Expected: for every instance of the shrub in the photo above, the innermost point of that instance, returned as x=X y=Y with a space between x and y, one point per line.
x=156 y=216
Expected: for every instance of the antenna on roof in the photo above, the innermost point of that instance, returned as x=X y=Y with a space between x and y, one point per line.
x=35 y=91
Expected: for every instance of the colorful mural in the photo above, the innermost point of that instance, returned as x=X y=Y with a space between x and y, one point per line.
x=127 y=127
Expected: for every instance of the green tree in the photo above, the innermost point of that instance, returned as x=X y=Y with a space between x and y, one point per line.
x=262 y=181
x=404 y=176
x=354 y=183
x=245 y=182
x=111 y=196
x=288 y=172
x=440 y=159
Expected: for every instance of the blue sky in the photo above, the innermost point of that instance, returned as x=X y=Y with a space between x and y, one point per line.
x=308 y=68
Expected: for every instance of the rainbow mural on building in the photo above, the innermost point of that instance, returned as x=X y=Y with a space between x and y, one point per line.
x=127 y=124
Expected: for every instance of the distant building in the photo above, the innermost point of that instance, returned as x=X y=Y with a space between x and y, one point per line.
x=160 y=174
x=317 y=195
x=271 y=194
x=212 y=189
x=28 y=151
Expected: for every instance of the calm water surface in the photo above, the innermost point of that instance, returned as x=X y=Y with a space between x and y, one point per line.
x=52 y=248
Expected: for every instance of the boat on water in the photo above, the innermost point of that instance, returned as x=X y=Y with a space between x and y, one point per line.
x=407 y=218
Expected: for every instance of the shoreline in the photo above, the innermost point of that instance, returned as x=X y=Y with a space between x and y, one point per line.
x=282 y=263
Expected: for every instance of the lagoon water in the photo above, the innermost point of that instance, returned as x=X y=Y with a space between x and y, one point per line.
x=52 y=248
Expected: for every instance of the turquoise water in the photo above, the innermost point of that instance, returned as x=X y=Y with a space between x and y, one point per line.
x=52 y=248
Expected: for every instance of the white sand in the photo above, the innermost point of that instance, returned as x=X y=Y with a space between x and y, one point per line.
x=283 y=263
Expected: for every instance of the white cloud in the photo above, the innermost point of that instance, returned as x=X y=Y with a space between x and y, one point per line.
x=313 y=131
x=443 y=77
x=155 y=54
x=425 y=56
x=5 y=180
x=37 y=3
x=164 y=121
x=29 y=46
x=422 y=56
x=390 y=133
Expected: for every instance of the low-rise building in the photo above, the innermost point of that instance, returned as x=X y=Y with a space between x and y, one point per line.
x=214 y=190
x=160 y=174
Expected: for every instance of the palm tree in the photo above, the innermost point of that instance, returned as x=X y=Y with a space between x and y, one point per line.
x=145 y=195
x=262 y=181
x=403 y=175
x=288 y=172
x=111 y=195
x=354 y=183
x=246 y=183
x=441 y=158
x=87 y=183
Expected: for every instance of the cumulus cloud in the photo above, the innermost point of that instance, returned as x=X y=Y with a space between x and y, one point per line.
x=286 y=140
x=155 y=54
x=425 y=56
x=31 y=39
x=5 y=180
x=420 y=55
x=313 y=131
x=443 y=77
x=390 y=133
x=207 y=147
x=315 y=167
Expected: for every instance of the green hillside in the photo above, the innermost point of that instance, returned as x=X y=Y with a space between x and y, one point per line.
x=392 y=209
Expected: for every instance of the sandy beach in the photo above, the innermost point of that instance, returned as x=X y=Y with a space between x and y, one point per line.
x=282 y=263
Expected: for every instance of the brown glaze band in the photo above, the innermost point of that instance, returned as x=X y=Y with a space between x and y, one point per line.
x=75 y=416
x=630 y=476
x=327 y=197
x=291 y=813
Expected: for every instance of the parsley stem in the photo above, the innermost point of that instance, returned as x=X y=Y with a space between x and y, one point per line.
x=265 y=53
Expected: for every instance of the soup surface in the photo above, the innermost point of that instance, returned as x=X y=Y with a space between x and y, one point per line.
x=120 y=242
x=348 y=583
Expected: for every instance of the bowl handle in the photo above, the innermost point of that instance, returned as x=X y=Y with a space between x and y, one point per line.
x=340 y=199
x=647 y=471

____________________

- [WORK REQUEST]
Only these are to be transcribed: the line with "Expected: for every instance of the soup" and every line after it through the last line of the entries, each exactly.

- [WORKED SOLUTION]
Expected: for every instance of the soup surface in the photo above, the innermost point of that instance, returned as x=X y=Y with a space between x and y, one point per line.
x=120 y=242
x=348 y=583
Expected: for every instance of the bowl handle in the photo above, the innermost point of that instance, returned as x=X y=Y with a space between x and y, one point per line.
x=340 y=199
x=647 y=471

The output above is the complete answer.